• _What to produce_:
Repeat word for word the line with "Where can the slate" and every line after it until the records below run out.

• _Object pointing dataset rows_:
----

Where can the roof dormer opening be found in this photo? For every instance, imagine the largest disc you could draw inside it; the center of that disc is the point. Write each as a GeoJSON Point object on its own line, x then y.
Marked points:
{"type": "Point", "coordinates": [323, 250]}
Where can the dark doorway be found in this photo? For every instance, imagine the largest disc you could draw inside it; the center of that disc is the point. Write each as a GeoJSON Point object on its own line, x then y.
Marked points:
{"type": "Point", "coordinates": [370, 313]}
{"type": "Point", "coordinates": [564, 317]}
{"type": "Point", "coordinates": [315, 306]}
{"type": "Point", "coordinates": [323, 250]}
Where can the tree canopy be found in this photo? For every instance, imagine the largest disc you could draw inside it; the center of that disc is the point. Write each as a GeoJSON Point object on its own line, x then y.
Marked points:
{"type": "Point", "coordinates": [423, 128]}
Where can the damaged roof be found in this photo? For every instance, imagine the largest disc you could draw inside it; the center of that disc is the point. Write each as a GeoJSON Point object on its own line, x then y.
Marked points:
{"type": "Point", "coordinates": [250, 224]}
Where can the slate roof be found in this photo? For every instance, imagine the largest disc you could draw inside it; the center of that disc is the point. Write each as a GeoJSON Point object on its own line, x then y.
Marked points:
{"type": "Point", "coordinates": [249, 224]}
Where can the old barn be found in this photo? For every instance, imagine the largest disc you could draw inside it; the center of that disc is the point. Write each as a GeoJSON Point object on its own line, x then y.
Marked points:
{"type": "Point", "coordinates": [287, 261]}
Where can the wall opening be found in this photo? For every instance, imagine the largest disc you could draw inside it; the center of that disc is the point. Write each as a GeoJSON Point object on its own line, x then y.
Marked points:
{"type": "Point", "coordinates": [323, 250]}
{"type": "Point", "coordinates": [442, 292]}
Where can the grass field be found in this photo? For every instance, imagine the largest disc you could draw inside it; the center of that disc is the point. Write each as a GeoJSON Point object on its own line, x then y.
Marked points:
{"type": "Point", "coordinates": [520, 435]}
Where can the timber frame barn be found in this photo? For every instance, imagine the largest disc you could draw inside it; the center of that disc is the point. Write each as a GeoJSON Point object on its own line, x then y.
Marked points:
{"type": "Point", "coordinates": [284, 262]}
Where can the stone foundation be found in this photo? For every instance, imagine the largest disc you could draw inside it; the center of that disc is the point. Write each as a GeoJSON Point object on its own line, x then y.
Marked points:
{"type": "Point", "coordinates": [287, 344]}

----

• _Solution below_:
Where can the slate roof be found in this photo? For every instance, imagine the largest disc you could draw inside it; the center of that disc is the point. Write each as a GeoJSON Point object on its own line, x then y.
Marked points:
{"type": "Point", "coordinates": [249, 224]}
Where can the old barn be found in this photo? For every instance, imagine the largest disc you could draw inside it; the center of that disc is the point. Write each as a GeoJSON Point object on its own line, x then y.
Marked points:
{"type": "Point", "coordinates": [287, 261]}
Where can the wall opening be found in this photo? For every instance, imagine the largest disc you could draw inside it; the center of that disc is the point. Write each as a GeoJSON Point object on its own line, x then y.
Marked points:
{"type": "Point", "coordinates": [323, 250]}
{"type": "Point", "coordinates": [442, 292]}
Where can the grass field be found in this photo? For every instance, imagine the largest disc you could draw inside it; the center of that disc is the point. Write each as a GeoJSON Point object on its own line, x then y.
Marked points:
{"type": "Point", "coordinates": [520, 435]}
Where can the timber frame barn be found in this photo? For every instance, imagine the largest disc you could draw inside it; the center of that disc is the point. Write each as a GeoJSON Point object on its own line, x then y.
Marked points:
{"type": "Point", "coordinates": [284, 262]}
Where can the stone foundation be found in this photo? For every instance, imagine the largest disc you could draw inside it; the center of that disc is the point. Write each as a GeoJSON Point object on its own line, x then y.
Marked points:
{"type": "Point", "coordinates": [287, 344]}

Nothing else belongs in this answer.